§ WORK TO COMPLETE: For this exercise, print the records below verbatim.

[Excerpts from a dataset]

=== Begin Enclosure ===

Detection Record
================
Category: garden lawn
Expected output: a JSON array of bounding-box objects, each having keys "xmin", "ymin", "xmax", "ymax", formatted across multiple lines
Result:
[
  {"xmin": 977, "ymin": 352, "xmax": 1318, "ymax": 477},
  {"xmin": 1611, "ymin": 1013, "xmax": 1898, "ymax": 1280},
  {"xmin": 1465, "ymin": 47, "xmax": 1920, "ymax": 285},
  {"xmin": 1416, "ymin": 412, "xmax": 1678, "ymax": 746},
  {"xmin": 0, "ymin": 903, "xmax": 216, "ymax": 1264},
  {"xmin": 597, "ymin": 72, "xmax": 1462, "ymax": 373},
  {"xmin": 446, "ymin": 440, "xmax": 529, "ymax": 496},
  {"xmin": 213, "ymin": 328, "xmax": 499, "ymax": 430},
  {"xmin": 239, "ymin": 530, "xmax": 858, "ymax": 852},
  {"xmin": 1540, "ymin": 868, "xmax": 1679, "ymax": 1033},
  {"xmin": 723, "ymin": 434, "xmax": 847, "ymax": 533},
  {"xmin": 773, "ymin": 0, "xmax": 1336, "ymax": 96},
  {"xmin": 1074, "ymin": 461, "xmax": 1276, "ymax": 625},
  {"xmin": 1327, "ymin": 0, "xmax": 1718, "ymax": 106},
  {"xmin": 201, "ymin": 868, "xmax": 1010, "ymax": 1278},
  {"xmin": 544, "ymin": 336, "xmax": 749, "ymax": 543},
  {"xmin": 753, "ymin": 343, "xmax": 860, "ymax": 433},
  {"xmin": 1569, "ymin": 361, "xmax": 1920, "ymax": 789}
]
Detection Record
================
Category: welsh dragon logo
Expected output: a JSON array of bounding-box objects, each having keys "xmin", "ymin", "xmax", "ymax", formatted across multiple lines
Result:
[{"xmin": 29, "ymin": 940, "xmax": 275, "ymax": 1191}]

=== End Enclosure ===

§ RESULT:
Detection Record
================
Category: garden lawn
Expected output: a JSON array of bounding-box objects, each having keys "xmin", "ymin", "xmax", "ymax", formatted across multiple lines
Result:
[
  {"xmin": 977, "ymin": 352, "xmax": 1318, "ymax": 477},
  {"xmin": 1611, "ymin": 1013, "xmax": 1898, "ymax": 1280},
  {"xmin": 1465, "ymin": 47, "xmax": 1920, "ymax": 285},
  {"xmin": 1416, "ymin": 412, "xmax": 1678, "ymax": 746},
  {"xmin": 0, "ymin": 903, "xmax": 216, "ymax": 1264},
  {"xmin": 597, "ymin": 72, "xmax": 1462, "ymax": 373},
  {"xmin": 446, "ymin": 440, "xmax": 529, "ymax": 496},
  {"xmin": 213, "ymin": 328, "xmax": 499, "ymax": 430},
  {"xmin": 239, "ymin": 530, "xmax": 858, "ymax": 852},
  {"xmin": 1540, "ymin": 868, "xmax": 1679, "ymax": 1033},
  {"xmin": 723, "ymin": 434, "xmax": 847, "ymax": 533},
  {"xmin": 773, "ymin": 0, "xmax": 1336, "ymax": 96},
  {"xmin": 1074, "ymin": 461, "xmax": 1276, "ymax": 625},
  {"xmin": 1327, "ymin": 0, "xmax": 1718, "ymax": 106},
  {"xmin": 201, "ymin": 868, "xmax": 1010, "ymax": 1278},
  {"xmin": 544, "ymin": 336, "xmax": 749, "ymax": 543},
  {"xmin": 753, "ymin": 343, "xmax": 860, "ymax": 433},
  {"xmin": 1569, "ymin": 361, "xmax": 1920, "ymax": 789}
]
Detection Record
================
Category: welsh dragon logo
Expected output: a JSON array of bounding-box objects, each having keys "xmin", "ymin", "xmax", "ymax", formatted across multiple lines
Result:
[{"xmin": 29, "ymin": 940, "xmax": 275, "ymax": 1191}]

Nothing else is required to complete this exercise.